### Set exercise
Rewrite everything from the line containing "One keypoint belongs to every instance. Tag the riverbank" down to the line containing "(1248, 730)", changing "calm" to "still" and leaving all else as it is. Give back only those lines.

(Collected data entries)
# # # #
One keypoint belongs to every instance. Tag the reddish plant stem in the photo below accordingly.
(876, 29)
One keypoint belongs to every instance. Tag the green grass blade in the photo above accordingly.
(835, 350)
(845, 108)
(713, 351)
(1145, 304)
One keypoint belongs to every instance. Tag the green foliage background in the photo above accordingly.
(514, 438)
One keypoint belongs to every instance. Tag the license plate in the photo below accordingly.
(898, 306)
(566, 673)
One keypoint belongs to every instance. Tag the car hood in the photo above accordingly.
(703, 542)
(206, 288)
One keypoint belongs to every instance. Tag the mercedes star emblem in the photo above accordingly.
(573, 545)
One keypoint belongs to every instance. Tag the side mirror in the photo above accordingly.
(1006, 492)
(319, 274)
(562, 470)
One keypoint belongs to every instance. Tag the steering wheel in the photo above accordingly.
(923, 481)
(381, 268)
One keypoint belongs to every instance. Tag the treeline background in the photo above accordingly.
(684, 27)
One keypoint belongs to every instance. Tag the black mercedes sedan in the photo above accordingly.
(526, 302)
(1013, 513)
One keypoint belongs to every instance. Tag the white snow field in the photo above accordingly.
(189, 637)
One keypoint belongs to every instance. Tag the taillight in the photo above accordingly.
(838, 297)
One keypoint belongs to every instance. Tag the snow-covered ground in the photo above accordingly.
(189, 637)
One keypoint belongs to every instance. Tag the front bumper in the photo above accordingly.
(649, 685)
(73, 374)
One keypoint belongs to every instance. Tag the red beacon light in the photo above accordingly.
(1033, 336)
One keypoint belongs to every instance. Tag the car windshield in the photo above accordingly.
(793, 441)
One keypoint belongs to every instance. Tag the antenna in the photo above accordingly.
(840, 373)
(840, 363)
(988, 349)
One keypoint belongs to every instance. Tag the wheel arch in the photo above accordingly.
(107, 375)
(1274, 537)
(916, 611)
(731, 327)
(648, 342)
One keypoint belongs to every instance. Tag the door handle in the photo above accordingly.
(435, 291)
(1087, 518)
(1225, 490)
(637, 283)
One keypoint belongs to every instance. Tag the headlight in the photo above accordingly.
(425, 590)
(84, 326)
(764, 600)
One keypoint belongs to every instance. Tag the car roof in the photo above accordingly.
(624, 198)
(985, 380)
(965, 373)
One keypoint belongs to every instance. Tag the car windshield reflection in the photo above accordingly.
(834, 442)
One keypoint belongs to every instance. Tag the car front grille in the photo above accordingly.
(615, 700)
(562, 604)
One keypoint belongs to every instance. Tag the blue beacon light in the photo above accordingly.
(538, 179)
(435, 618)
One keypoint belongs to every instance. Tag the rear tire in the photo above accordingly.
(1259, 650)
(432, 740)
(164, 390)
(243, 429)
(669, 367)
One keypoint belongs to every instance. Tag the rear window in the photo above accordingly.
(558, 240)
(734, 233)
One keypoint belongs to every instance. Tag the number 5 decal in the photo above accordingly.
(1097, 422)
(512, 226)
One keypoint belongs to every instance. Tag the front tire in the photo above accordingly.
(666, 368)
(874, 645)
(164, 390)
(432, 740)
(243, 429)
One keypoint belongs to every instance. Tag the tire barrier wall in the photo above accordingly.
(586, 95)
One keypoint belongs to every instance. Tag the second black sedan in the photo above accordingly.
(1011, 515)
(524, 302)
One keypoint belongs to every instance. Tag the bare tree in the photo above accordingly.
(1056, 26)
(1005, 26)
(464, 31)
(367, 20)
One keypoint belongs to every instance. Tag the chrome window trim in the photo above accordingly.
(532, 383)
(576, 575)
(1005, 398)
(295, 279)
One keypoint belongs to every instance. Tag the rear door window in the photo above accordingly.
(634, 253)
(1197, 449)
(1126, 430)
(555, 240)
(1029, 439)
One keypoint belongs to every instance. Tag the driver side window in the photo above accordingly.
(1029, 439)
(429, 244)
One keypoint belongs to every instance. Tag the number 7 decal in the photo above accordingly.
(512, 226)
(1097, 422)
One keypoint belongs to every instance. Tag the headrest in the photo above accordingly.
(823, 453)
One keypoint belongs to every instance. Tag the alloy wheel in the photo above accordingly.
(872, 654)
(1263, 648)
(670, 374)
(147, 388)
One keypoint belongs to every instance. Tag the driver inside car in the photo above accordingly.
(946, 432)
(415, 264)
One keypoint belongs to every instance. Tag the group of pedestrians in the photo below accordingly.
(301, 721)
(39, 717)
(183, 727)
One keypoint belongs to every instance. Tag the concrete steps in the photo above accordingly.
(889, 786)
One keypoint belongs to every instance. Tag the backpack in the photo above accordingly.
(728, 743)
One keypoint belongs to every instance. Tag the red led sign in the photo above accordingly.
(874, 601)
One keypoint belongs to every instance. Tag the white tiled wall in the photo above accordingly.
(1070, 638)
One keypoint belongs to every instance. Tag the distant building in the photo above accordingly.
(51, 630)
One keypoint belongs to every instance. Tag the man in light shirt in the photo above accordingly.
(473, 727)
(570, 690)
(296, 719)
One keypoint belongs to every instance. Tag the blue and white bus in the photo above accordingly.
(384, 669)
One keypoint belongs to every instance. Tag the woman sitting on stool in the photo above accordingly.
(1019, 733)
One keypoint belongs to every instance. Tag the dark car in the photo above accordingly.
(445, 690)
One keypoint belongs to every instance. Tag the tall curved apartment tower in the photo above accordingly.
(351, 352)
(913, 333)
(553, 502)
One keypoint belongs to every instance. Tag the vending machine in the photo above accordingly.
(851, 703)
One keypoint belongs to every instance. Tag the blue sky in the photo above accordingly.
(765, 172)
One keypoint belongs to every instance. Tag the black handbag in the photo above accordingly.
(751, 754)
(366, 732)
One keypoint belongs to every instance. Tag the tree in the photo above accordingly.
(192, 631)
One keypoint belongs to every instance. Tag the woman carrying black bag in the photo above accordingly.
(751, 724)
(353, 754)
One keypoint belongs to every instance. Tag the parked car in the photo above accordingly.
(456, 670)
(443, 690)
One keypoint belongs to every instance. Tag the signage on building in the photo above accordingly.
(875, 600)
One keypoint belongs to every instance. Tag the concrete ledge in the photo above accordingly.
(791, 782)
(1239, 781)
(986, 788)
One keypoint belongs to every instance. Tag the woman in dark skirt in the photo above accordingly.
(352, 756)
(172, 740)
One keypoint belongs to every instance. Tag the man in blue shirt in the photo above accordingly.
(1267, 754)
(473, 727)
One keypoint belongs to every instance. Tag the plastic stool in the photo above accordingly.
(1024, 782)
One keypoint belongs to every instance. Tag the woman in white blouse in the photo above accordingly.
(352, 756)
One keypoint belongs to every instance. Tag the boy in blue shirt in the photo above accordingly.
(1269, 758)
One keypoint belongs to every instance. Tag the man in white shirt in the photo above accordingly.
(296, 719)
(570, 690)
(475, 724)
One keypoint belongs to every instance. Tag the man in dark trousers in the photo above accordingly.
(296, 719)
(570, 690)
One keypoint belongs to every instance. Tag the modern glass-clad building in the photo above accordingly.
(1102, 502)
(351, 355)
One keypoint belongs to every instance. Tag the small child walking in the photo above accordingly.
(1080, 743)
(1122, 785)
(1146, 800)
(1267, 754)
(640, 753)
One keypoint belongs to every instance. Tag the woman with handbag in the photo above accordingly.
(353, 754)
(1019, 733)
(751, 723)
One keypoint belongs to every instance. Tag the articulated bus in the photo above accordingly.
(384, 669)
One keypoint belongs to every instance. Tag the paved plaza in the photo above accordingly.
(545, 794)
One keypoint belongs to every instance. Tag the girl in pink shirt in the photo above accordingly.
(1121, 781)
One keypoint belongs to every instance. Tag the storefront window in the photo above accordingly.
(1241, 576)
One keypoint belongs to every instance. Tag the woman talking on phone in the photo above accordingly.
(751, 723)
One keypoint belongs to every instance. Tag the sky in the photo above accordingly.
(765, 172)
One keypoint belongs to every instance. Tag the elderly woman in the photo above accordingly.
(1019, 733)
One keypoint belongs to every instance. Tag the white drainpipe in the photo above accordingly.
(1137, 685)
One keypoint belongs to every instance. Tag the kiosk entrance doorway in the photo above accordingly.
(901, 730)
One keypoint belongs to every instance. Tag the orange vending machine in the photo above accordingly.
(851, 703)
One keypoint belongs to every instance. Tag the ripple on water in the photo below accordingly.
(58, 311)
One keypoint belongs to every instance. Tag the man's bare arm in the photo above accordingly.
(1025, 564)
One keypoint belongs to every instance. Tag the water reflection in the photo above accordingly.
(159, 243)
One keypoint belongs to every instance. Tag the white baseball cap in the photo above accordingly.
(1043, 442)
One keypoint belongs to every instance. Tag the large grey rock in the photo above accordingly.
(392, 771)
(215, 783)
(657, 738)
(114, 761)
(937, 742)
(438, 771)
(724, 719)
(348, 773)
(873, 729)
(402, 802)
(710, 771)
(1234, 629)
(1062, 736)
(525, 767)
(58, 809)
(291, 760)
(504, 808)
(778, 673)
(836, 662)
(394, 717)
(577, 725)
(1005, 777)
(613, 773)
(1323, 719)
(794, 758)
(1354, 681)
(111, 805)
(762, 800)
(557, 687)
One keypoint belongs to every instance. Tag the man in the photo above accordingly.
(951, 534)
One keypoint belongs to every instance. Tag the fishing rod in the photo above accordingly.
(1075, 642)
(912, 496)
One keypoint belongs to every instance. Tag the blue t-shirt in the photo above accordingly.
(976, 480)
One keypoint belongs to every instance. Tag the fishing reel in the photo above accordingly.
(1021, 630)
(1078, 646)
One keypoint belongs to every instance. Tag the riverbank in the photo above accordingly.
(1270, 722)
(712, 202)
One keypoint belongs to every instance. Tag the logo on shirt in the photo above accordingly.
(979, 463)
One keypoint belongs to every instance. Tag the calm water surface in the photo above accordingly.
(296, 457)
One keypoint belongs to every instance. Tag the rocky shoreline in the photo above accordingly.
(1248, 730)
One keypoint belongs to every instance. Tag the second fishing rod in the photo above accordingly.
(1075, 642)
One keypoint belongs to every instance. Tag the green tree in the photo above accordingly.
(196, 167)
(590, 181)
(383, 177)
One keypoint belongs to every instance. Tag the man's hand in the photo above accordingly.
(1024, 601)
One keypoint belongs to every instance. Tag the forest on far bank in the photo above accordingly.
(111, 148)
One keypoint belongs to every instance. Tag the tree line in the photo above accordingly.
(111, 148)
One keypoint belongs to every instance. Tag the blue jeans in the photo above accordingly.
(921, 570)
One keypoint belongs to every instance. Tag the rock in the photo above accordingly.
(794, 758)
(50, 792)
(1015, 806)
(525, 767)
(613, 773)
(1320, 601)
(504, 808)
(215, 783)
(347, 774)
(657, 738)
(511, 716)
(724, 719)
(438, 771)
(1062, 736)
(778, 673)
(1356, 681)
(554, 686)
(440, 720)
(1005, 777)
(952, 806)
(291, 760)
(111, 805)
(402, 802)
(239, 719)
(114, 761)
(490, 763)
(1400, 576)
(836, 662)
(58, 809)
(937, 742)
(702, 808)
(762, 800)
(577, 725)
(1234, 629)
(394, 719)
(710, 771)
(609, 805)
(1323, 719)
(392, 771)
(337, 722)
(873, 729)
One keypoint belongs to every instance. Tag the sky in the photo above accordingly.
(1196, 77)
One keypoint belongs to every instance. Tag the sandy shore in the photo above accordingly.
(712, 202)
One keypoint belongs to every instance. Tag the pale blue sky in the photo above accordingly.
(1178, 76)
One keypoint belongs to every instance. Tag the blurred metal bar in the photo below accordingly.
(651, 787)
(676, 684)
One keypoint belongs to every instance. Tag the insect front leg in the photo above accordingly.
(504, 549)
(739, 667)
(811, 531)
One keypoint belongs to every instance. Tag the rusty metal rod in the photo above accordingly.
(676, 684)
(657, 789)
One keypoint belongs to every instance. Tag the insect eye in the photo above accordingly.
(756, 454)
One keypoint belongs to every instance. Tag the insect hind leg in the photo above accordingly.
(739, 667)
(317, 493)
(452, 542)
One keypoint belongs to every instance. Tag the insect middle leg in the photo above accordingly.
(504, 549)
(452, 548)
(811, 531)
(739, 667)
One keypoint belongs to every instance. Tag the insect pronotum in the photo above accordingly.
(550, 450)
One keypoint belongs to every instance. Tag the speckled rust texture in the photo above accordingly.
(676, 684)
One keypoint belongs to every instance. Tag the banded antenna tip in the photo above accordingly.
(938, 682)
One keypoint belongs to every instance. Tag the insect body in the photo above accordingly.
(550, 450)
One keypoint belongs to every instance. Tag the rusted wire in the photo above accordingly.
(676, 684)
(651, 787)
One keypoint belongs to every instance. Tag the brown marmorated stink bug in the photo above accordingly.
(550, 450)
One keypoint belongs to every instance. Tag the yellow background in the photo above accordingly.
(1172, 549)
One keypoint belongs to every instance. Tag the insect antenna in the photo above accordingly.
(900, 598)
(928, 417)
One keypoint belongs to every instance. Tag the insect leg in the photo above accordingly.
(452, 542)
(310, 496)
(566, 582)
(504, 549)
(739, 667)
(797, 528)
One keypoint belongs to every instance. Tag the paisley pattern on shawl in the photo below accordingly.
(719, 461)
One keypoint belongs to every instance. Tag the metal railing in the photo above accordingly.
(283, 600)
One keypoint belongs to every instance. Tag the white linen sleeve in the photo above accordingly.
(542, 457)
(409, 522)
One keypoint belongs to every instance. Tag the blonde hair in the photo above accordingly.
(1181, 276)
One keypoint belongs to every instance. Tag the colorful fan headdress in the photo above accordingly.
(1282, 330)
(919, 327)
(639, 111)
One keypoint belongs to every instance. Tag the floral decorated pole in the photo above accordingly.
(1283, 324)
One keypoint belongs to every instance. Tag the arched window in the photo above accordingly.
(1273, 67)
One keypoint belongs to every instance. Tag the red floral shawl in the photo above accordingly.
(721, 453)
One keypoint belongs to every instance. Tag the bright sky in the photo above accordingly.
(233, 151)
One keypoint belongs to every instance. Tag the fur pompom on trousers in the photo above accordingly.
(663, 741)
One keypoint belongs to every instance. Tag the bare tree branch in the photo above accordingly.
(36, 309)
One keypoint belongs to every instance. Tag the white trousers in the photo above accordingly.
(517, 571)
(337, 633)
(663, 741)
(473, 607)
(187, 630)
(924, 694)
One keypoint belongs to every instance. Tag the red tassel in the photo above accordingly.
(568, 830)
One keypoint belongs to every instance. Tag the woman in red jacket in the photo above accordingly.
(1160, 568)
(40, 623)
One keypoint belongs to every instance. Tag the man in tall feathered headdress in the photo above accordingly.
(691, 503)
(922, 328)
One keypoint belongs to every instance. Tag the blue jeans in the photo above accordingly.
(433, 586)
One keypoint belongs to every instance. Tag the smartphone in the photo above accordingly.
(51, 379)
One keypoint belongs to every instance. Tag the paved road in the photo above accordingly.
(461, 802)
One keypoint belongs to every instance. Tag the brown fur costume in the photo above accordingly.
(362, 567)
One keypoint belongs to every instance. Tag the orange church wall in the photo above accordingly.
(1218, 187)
# # # #
### Expected output
One keypoint belongs to every instance. Tag the riverbank in the photo above accordingly.
(1270, 722)
(712, 202)
One keypoint belongs to every instance. Tag the logo on shirt in the photo above accordingly.
(979, 463)
One keypoint belongs to every instance. Tag the still water surface in the photo above accordingly.
(296, 457)
One keypoint belongs to every instance. Tag the rocky shoreline in the photo above accordingly.
(1248, 730)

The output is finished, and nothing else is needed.